§ WHAT YOU WILL DO
1. In the portfolio challenge submission, what framework was the project migrated to after the first React implementation?
2. Summarize the portfolio challenge submission in two sentences.

§ EXTRACTED TEXT

┄┄┄┄┄┄┄┄┄┄┄┄┄┄┄┄┄┄┄┄

This is a submission for the New Year, New You Portfolio Challenge Presented by Google AI
About Me
I’m a Fullstack JavaScript Developer from Brazil, who cares about how products are built and communicated, not just how they look.
This portfolio was designed as a product experiment: one layout, two audiences. Recruiters see outcomes and clarity, while developers see decisions, trade-offs, and work-in-progress. My goal was to represent how I actually work, not to present a perfectly polished narrative.
Portfolio
https://portfolio-concurso-833741946840.us-central1.run.app/
How I Built It
Design & Product Thinking
The project started with Google Studio, where I defined the initial layout, content hierarchy, and the idea of supporting two audiences without duplicating the UI.
Instead of aiming for a final visual design, I focused on structure, clarity, and extensibility.
Development, Refactoring & Tooling
The first implementation was built with React.
As the project grew, the architecture no longer matched the product goals. At that point, I used Google Antigravity (with gemini 3) as my primary IDE and refactoring assistant to:
- analyze architectural issues
- refactor components and routing
- migrate the project to Astro with React islands
- improve performance and content separation
Antigravity helped me move faster during refactoring while keeping changes controlled and intentional — similar to how I’d use an AI-assisted IDE in a real production environment.
What I'm Most Proud Of
1. One Portfolio, Two Audiences
This portfolio was intentionally designed with two modes: one for developers and one for recruiters — without changing the layout.
Recruiter mode focuses on outcomes, responsibilities, and clarity.
Dev mode exposes decisions, experiments, trade-offs, and even unfinished parts.
Same product. Same structure.
Different conversations.
What I’m proud of here is not a feature, but the intentional separation of communication without fragmenting the experience.

┄┄┄┄┄┄┄┄┄┄┄┄┄┄┄┄┄┄┄┄

§ DATA SECTION

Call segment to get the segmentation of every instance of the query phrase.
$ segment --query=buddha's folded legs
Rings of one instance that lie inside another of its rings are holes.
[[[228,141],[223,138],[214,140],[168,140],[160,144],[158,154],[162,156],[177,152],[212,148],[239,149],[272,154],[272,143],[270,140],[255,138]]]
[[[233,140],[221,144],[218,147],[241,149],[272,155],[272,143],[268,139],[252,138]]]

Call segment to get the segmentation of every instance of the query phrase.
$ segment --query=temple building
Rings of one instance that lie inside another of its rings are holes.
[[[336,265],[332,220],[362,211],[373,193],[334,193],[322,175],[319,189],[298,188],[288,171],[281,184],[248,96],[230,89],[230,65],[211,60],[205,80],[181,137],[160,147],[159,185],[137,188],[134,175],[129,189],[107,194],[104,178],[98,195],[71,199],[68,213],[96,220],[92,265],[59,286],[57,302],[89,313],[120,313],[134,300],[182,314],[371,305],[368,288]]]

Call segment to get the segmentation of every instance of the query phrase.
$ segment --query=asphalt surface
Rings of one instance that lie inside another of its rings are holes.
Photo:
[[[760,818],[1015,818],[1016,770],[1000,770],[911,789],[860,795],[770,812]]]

┄┄┄┄┄┄┄┄┄┄┄┄┄┄┄┄┄┄┄┄

§ TASK SOLUTIONS
1. Astro with React islands.

2. A Fullstack JavaScript Developer from Brazil describes a portfolio built as a product experiment with one layout and two modes: recruiters see outcomes and clarity, while developers see decisions, trade-offs, and unfinished work. The project began with layout and structure in Google Studio, started as a React implementation, and was then refactored and migrated to Astro with React islands using Google Antigravity as the primary IDE and refactoring assistant.